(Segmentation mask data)
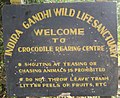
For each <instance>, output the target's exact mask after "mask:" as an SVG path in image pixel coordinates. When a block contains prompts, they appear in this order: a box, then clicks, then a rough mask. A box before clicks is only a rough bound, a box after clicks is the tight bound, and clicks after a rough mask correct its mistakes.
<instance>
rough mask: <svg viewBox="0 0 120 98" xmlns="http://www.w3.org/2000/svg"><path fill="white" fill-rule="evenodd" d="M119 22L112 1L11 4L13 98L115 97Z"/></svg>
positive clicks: (6, 70)
mask: <svg viewBox="0 0 120 98" xmlns="http://www.w3.org/2000/svg"><path fill="white" fill-rule="evenodd" d="M116 21H117V19H116V4H115V3H112V2H109V3H105V2H104V3H103V2H99V3H60V4H55V3H53V4H41V5H6V6H5V7H4V8H3V28H4V48H5V64H6V73H7V92H8V95H10V96H58V95H60V94H62V93H70V95H71V96H88V95H89V96H101V95H102V96H107V95H109V96H111V95H115V94H116V92H117V81H118V80H117V65H118V64H117V51H116V50H117V49H116V48H117V26H116Z"/></svg>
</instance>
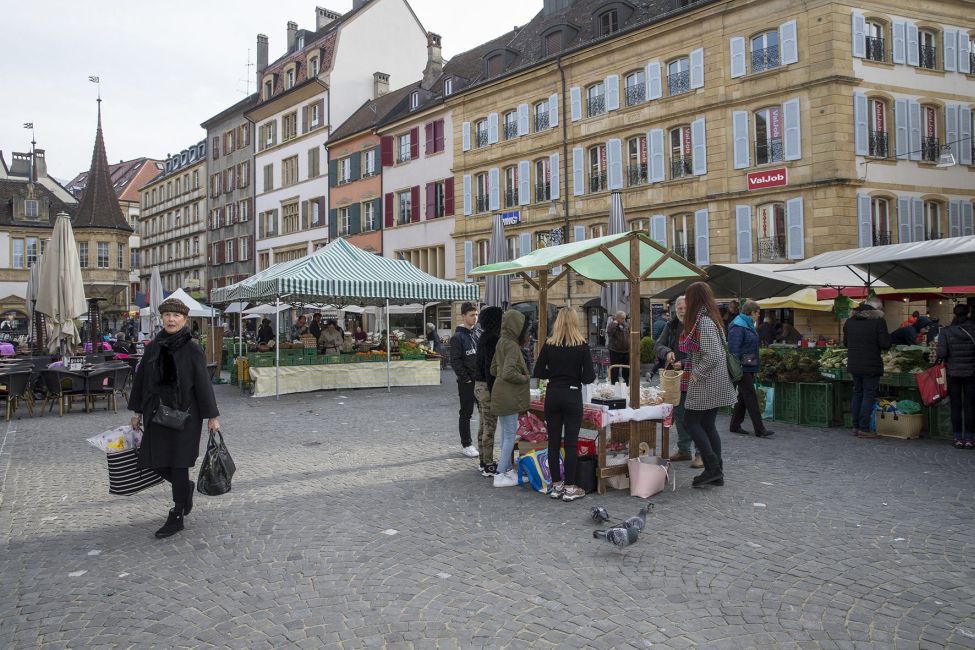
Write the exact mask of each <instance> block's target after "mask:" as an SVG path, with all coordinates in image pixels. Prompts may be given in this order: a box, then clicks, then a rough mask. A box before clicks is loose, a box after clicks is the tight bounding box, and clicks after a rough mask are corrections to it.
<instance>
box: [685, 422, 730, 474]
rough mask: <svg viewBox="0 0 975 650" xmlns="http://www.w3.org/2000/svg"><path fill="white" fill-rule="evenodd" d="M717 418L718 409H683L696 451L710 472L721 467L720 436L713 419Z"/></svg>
mask: <svg viewBox="0 0 975 650" xmlns="http://www.w3.org/2000/svg"><path fill="white" fill-rule="evenodd" d="M717 419H718V409H707V410H706V411H694V410H691V409H686V410H685V411H684V423H685V424H686V425H687V428H688V429H689V430H690V432H691V437H692V438H693V439H694V444H695V445H697V451H698V453H700V454H701V460H702V461H704V468H705V469H706V470H708V471H711V472H715V471H717V472H720V471H721V469H722V465H723V463H722V460H721V437H720V436H718V428H717V426H715V421H716V420H717Z"/></svg>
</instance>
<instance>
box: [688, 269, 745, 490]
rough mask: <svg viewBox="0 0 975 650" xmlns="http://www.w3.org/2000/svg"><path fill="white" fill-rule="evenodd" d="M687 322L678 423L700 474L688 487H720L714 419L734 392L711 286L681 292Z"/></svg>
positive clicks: (715, 306) (731, 403) (722, 474)
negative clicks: (694, 460)
mask: <svg viewBox="0 0 975 650" xmlns="http://www.w3.org/2000/svg"><path fill="white" fill-rule="evenodd" d="M686 301H687V318H686V319H685V320H684V329H683V332H682V333H681V337H680V342H679V344H678V347H679V349H680V351H681V352H684V353H685V354H686V355H687V358H686V359H685V360H684V382H686V383H687V397H686V399H685V400H684V425H685V426H686V427H687V429H688V430H689V431H690V434H691V437H692V438H693V439H694V444H695V445H697V449H698V451H699V452H700V454H701V460H702V461H704V472H703V473H701V474H699V475H698V476H696V477H694V487H704V486H705V485H724V474H723V468H724V463H723V461H722V459H721V438H720V437H719V436H718V428H717V426H716V425H715V420H716V419H717V416H718V409H719V408H721V407H722V406H731V405H732V404H734V403H735V401H737V399H738V392H737V391H736V390H735V386H734V384H732V383H731V377H730V376H729V375H728V358H727V353H726V351H725V350H726V346H727V343H726V342H725V340H724V328H723V327H722V325H721V322H722V321H721V315H720V312H719V311H718V305H717V303H716V302H715V301H714V294H713V293H712V292H711V287H709V286H708V285H706V284H705V283H703V282H695V283H694V284H692V285H691V286H690V287H688V289H687V294H686Z"/></svg>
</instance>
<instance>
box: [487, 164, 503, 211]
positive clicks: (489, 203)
mask: <svg viewBox="0 0 975 650" xmlns="http://www.w3.org/2000/svg"><path fill="white" fill-rule="evenodd" d="M500 207H501V170H500V169H498V168H497V167H492V168H491V169H490V170H488V209H489V210H498V209H500Z"/></svg>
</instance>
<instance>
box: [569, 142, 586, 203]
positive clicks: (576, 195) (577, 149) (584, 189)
mask: <svg viewBox="0 0 975 650" xmlns="http://www.w3.org/2000/svg"><path fill="white" fill-rule="evenodd" d="M583 156H584V153H583V151H582V147H574V148H573V149H572V195H573V196H582V195H583V194H585V192H586V187H585V185H586V173H585V171H586V170H585V164H584V158H583Z"/></svg>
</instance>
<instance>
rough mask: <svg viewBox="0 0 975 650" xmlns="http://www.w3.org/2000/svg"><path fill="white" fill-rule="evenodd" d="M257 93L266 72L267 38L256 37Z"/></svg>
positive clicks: (260, 88)
mask: <svg viewBox="0 0 975 650" xmlns="http://www.w3.org/2000/svg"><path fill="white" fill-rule="evenodd" d="M254 69H255V70H257V91H258V92H260V91H261V81H263V79H264V71H265V70H267V36H265V35H264V34H258V35H257V65H256V66H255V68H254Z"/></svg>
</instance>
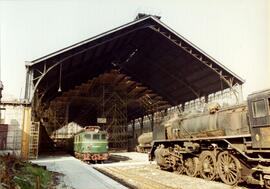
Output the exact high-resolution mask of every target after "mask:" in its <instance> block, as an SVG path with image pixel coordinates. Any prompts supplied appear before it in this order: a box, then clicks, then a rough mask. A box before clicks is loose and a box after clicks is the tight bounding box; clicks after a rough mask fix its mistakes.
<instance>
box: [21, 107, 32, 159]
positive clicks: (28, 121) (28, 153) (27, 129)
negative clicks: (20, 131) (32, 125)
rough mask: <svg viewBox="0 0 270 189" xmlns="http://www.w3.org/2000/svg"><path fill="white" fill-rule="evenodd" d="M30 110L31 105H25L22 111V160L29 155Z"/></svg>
mask: <svg viewBox="0 0 270 189" xmlns="http://www.w3.org/2000/svg"><path fill="white" fill-rule="evenodd" d="M31 111H32V108H31V107H25V108H24V113H23V124H22V146H21V157H22V159H24V160H27V159H28V157H29V142H30V137H29V136H30V128H31Z"/></svg>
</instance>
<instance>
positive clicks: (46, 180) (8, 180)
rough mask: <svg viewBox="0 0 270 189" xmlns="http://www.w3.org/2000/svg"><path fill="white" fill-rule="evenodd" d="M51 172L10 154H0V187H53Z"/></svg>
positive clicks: (7, 187) (28, 187)
mask: <svg viewBox="0 0 270 189" xmlns="http://www.w3.org/2000/svg"><path fill="white" fill-rule="evenodd" d="M52 180H53V173H52V172H49V171H47V170H46V168H44V167H41V166H38V165H35V164H32V163H29V162H25V161H22V160H20V159H17V158H15V157H12V156H10V155H7V156H0V189H31V188H33V189H34V188H38V189H42V188H44V189H45V188H46V189H47V188H53V182H52Z"/></svg>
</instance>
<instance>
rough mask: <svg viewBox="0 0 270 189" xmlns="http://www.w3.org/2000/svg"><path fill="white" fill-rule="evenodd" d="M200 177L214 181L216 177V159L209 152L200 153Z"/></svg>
mask: <svg viewBox="0 0 270 189" xmlns="http://www.w3.org/2000/svg"><path fill="white" fill-rule="evenodd" d="M199 162H200V175H201V177H202V178H204V179H206V180H214V179H215V177H216V164H217V162H216V157H215V155H214V154H213V153H212V152H210V151H205V152H202V153H201V155H200V157H199Z"/></svg>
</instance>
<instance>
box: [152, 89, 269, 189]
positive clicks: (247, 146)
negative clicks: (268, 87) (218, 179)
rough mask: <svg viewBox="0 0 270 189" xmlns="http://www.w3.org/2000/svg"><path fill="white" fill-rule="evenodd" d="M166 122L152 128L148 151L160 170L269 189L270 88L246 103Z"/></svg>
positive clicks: (210, 179) (215, 108) (252, 98)
mask: <svg viewBox="0 0 270 189" xmlns="http://www.w3.org/2000/svg"><path fill="white" fill-rule="evenodd" d="M164 119H165V121H163V122H162V124H159V125H157V126H155V127H154V131H153V139H154V140H153V142H152V149H151V151H150V153H149V159H150V160H154V159H155V160H156V162H157V164H158V165H159V166H160V167H161V168H162V169H166V170H173V171H176V172H178V173H181V174H183V173H185V174H187V175H189V176H193V177H195V176H200V177H202V178H204V179H207V180H217V179H221V180H222V181H223V182H224V183H226V184H229V185H236V184H237V183H239V182H246V183H249V184H256V185H261V186H262V187H265V188H270V90H264V91H260V92H256V93H253V94H251V95H249V96H248V100H247V103H245V104H242V105H236V106H231V107H228V108H219V107H218V106H214V107H212V108H209V109H208V110H207V111H203V112H197V113H189V114H188V113H179V114H177V115H174V116H173V117H169V118H167V120H166V118H164Z"/></svg>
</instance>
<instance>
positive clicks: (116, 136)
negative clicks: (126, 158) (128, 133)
mask: <svg viewBox="0 0 270 189" xmlns="http://www.w3.org/2000/svg"><path fill="white" fill-rule="evenodd" d="M102 88H103V95H102V96H103V100H102V106H100V108H101V110H100V116H101V117H104V118H106V124H105V125H103V128H102V129H104V130H106V131H107V132H108V133H109V148H110V149H118V150H119V149H121V150H127V148H128V133H127V97H126V95H125V94H123V93H122V94H119V93H118V92H116V91H114V90H113V88H111V87H105V86H103V87H102Z"/></svg>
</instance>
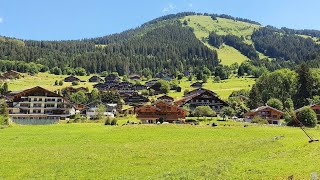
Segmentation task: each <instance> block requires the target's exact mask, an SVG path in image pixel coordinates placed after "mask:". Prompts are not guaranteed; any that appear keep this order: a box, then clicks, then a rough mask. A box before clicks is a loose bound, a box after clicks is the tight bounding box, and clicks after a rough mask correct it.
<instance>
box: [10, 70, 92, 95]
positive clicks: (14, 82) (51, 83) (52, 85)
mask: <svg viewBox="0 0 320 180" xmlns="http://www.w3.org/2000/svg"><path fill="white" fill-rule="evenodd" d="M21 74H22V76H23V78H20V79H15V80H9V81H7V82H8V87H9V90H10V91H21V90H25V89H28V88H32V87H35V86H41V87H43V88H46V89H48V90H51V91H53V90H57V89H62V88H64V87H68V86H71V84H72V83H71V82H64V83H63V86H55V85H54V83H55V81H56V80H58V81H60V80H62V81H63V79H64V78H66V77H68V75H54V74H49V73H47V72H46V73H38V74H36V75H34V76H31V75H28V74H25V73H21ZM77 77H78V78H79V79H80V80H81V81H85V82H80V83H79V85H77V86H74V87H75V88H77V87H88V88H89V89H92V86H93V85H94V84H95V83H90V82H88V80H89V78H90V77H91V76H77Z"/></svg>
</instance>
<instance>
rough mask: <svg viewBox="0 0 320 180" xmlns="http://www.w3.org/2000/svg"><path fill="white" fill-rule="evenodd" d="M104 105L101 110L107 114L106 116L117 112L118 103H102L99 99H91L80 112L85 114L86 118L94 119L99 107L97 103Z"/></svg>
mask: <svg viewBox="0 0 320 180" xmlns="http://www.w3.org/2000/svg"><path fill="white" fill-rule="evenodd" d="M101 104H103V105H105V108H106V109H105V112H103V115H104V116H108V117H112V118H113V117H114V116H115V114H116V113H117V107H118V105H117V104H115V103H113V104H110V103H103V102H101V101H99V100H97V101H93V102H91V103H89V104H87V105H85V108H83V110H82V111H81V114H83V115H86V116H87V117H88V118H90V119H96V118H97V116H98V113H99V112H98V109H99V105H101Z"/></svg>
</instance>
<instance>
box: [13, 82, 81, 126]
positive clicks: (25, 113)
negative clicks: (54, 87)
mask: <svg viewBox="0 0 320 180" xmlns="http://www.w3.org/2000/svg"><path fill="white" fill-rule="evenodd" d="M7 98H8V99H9V100H8V101H7V104H8V111H9V116H10V118H11V119H12V121H13V122H15V123H18V124H48V123H55V122H57V121H59V120H60V119H64V118H66V117H69V116H70V115H72V114H75V108H74V106H73V105H72V104H71V103H70V102H69V101H67V100H66V99H64V98H63V97H62V96H60V95H59V94H56V93H54V92H51V91H49V90H46V89H44V88H42V87H39V86H37V87H34V88H31V89H26V90H24V91H21V92H17V93H12V94H9V95H8V97H7Z"/></svg>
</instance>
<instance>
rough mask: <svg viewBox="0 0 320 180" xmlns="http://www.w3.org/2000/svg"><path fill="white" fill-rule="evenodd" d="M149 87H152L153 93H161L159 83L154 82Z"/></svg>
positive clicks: (150, 88) (150, 87)
mask: <svg viewBox="0 0 320 180" xmlns="http://www.w3.org/2000/svg"><path fill="white" fill-rule="evenodd" d="M149 89H153V90H154V94H155V95H157V94H161V84H160V83H155V84H154V85H152V86H151V87H150V88H149Z"/></svg>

WHAT YOU HAVE TO DO:
Each line above from the one containing "positive clicks: (116, 136)" through the one containing "box: [10, 70, 92, 95]" is to be returned verbatim. Nothing else, and no pictures.

OUTPUT BELOW:
positive clicks: (116, 136)
negative clicks: (126, 158) (128, 133)
mask: <svg viewBox="0 0 270 189" xmlns="http://www.w3.org/2000/svg"><path fill="white" fill-rule="evenodd" d="M102 88H103V95H102V96H103V100H102V106H100V108H101V110H100V116H101V117H104V118H106V124H105V125H103V128H102V129H104V130H106V131H107V132H108V133H109V148H110V149H118V150H119V149H121V150H127V148H128V133H127V97H126V95H125V94H123V93H122V94H119V93H118V92H116V91H114V90H113V88H111V87H105V86H103V87H102Z"/></svg>
</instance>
Segmentation task: each <instance> block requires the target's exact mask, an SVG path in image pixel coordinates placed after "mask:". Prompts are not guaranteed; any that appear keep this order: a box, then clicks, then a rough mask. A box before clicks is a loose bound, a box after clicks is the tight bounding box, and clicks after a rough mask correct it.
<instance>
box: [10, 70, 92, 95]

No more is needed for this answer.